-- START OF Raw records --

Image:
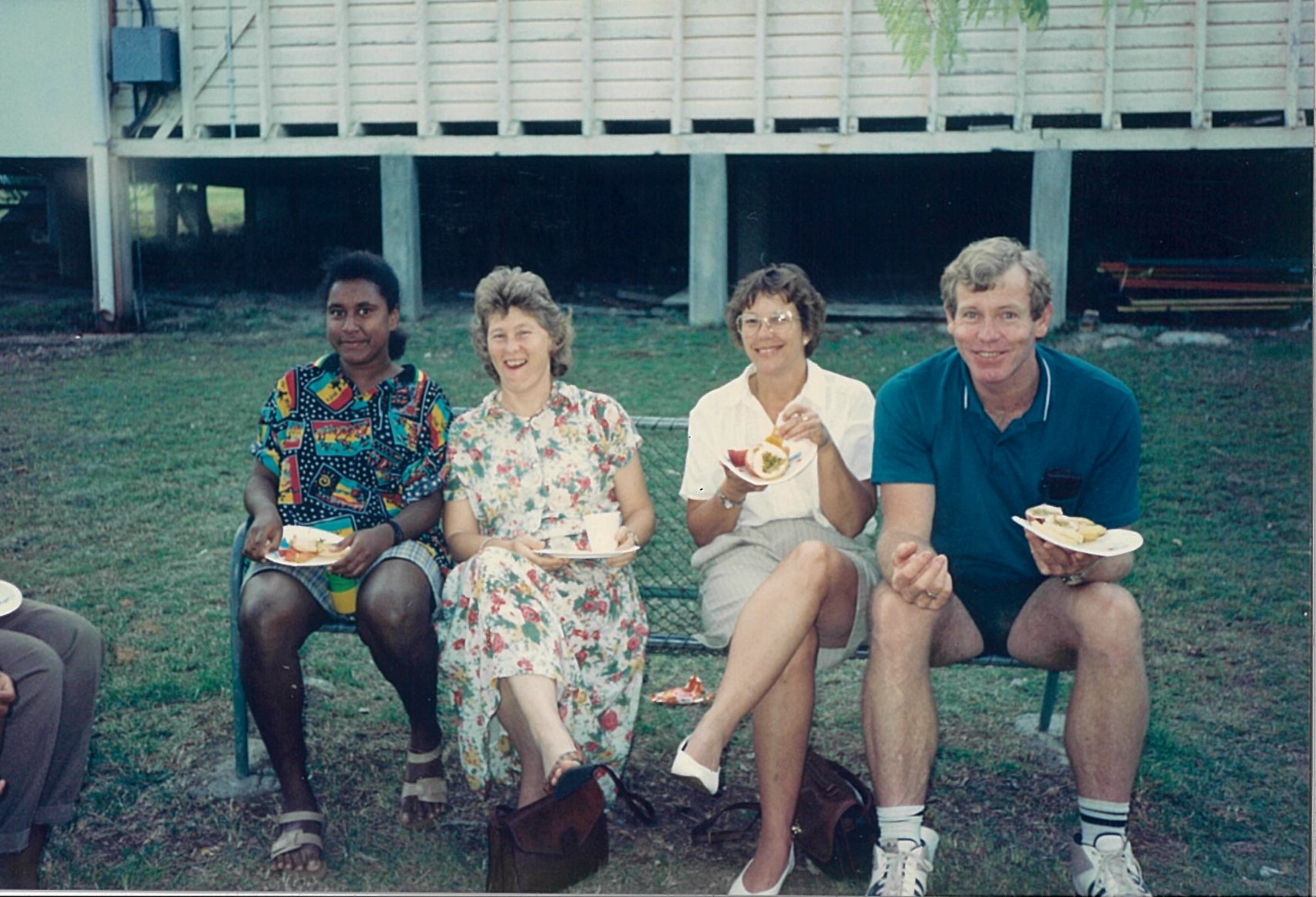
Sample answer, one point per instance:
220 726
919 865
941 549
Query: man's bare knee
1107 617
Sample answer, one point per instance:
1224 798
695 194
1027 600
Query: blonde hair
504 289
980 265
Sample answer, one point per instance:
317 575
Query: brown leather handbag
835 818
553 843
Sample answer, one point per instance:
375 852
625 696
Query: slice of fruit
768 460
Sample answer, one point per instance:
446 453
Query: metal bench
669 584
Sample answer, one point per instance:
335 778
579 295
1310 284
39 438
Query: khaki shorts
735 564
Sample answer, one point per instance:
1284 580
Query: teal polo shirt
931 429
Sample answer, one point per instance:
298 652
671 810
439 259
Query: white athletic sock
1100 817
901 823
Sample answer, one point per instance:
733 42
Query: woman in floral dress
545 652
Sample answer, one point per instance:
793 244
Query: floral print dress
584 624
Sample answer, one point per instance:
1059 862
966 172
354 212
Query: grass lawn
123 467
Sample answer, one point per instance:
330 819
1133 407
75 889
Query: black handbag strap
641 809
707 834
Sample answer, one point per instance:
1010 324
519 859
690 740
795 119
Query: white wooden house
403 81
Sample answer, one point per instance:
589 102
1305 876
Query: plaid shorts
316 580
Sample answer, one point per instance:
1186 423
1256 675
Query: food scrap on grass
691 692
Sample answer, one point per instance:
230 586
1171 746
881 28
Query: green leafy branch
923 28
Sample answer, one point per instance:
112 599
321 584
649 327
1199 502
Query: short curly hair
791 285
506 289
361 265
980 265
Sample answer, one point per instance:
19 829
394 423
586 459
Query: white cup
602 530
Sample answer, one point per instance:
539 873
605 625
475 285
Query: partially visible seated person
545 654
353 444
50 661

-- END OF Raw records --

#### Task details:
Return all the entries word for word, but omit any pictures they contain.

#### Result of the exercise:
Image:
Sample answer, one point per instance:
220 726
919 865
941 549
Query: man's bare knee
1107 617
Sample answer, one point per instance:
1224 798
695 194
1027 600
Query: blonde hair
504 289
980 265
Sample answer, one point per instance:
317 575
Query: brown leather handbag
835 818
553 843
Sample answer, one point per instance:
375 852
625 696
Query: slice of fruit
768 460
Sample answer, one point per instance:
446 453
Query: metal bench
669 584
Sample answer, one point per instance:
335 778
579 295
1310 284
39 438
Query: khaki shorts
735 564
Sample answer, one point per instance:
1284 580
Query: teal polo shirt
931 429
Sample answer, one point per instance:
298 652
671 810
439 259
Query: white athletic sock
1100 817
901 823
Sample answer, one point per instance:
733 42
Query: woman in floral dress
545 652
Sample answer, one point per instance:
793 244
Query: floral print dress
584 624
Sample answer, one point per instance:
1059 862
966 172
354 212
Query: grass lawn
123 467
Sample answer, one point per instance:
330 819
1133 407
75 889
Query: black handbag strap
641 809
707 834
Sample answer, one point per instance:
1010 324
519 859
690 740
795 119
Query: white wooden house
403 81
Sample answer, one point per instance:
589 102
1305 876
Query: plaid shorts
316 580
Sample answer, one point per instance:
1186 423
1256 675
Query: food scrap on grass
691 692
Sample answer, one point per instance:
230 586
1171 746
881 28
Query: green leafy branch
923 28
Sample answer, one point per instance:
112 599
321 584
649 327
1199 502
Query: short curly hair
791 285
506 289
361 265
980 265
Sample answer, one point per instance:
19 829
394 423
586 459
Query: white cup
602 530
Sample answer, one point per instance:
539 873
605 625
475 285
Query: partially visible seated person
545 654
353 444
50 661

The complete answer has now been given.